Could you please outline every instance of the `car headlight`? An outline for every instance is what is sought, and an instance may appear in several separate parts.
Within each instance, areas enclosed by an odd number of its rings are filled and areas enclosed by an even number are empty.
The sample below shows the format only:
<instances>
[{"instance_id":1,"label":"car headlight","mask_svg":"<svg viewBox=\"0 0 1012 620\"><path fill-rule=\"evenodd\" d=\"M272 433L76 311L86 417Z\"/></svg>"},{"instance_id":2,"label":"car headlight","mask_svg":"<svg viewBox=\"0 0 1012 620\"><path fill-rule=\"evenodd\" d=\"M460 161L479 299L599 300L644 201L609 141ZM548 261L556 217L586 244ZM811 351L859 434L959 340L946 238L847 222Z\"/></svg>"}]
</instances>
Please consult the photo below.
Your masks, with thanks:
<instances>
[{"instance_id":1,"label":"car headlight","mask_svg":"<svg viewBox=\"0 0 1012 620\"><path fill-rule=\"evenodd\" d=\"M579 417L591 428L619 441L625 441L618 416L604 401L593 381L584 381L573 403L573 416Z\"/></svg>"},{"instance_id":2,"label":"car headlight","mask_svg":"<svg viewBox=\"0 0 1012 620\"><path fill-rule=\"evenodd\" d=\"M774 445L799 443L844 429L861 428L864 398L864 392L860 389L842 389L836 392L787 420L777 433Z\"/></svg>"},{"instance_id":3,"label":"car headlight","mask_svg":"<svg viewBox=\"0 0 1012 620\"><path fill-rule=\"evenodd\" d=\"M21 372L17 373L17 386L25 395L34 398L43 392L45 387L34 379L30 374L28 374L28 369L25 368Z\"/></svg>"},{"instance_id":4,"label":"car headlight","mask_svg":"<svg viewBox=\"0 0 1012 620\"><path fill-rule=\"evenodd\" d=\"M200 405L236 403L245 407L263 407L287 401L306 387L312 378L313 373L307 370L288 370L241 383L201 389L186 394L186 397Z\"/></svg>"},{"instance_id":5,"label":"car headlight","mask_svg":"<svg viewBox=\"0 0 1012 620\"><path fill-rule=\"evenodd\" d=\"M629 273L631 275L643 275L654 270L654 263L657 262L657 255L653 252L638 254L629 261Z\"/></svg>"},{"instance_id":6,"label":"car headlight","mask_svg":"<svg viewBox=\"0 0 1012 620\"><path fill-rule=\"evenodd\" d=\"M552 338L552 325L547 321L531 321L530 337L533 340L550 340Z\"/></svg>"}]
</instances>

+---+

* Aim of the exercise
Write the data back out verbatim.

* Written response
Could you please outline every instance of the `car headlight`? An outline for every instance is what is sought, and an instance may appear in several separate parts.
Within each instance, areas enclosed by an odd number of its rings are filled and areas enclosed by an even number are empty.
The sample below shows the format only:
<instances>
[{"instance_id":1,"label":"car headlight","mask_svg":"<svg viewBox=\"0 0 1012 620\"><path fill-rule=\"evenodd\" d=\"M272 433L76 311L86 417Z\"/></svg>"},{"instance_id":2,"label":"car headlight","mask_svg":"<svg viewBox=\"0 0 1012 620\"><path fill-rule=\"evenodd\" d=\"M460 161L479 299L599 300L644 201L609 141ZM548 261L556 217L586 244ZM811 351L859 434L959 340L946 238L847 222Z\"/></svg>"}]
</instances>
Please consult the photo below.
Your masks, with thanks:
<instances>
[{"instance_id":1,"label":"car headlight","mask_svg":"<svg viewBox=\"0 0 1012 620\"><path fill-rule=\"evenodd\" d=\"M579 417L591 428L619 441L625 441L618 416L604 401L593 381L584 381L573 403L573 416Z\"/></svg>"},{"instance_id":2,"label":"car headlight","mask_svg":"<svg viewBox=\"0 0 1012 620\"><path fill-rule=\"evenodd\" d=\"M774 445L799 443L844 429L861 428L864 398L864 392L860 389L842 389L836 392L787 420L777 433Z\"/></svg>"},{"instance_id":3,"label":"car headlight","mask_svg":"<svg viewBox=\"0 0 1012 620\"><path fill-rule=\"evenodd\" d=\"M21 372L17 373L17 386L25 395L34 398L43 392L45 387L34 379L30 374L28 374L28 369L25 368Z\"/></svg>"},{"instance_id":4,"label":"car headlight","mask_svg":"<svg viewBox=\"0 0 1012 620\"><path fill-rule=\"evenodd\" d=\"M200 405L236 403L245 407L263 407L287 401L306 387L312 378L313 373L307 370L288 370L241 383L201 389L186 394L186 397Z\"/></svg>"},{"instance_id":5,"label":"car headlight","mask_svg":"<svg viewBox=\"0 0 1012 620\"><path fill-rule=\"evenodd\" d=\"M629 273L631 275L643 275L654 270L654 263L657 262L657 255L653 252L638 254L629 261Z\"/></svg>"},{"instance_id":6,"label":"car headlight","mask_svg":"<svg viewBox=\"0 0 1012 620\"><path fill-rule=\"evenodd\" d=\"M552 338L552 325L547 321L531 321L530 337L533 340L550 340Z\"/></svg>"}]
</instances>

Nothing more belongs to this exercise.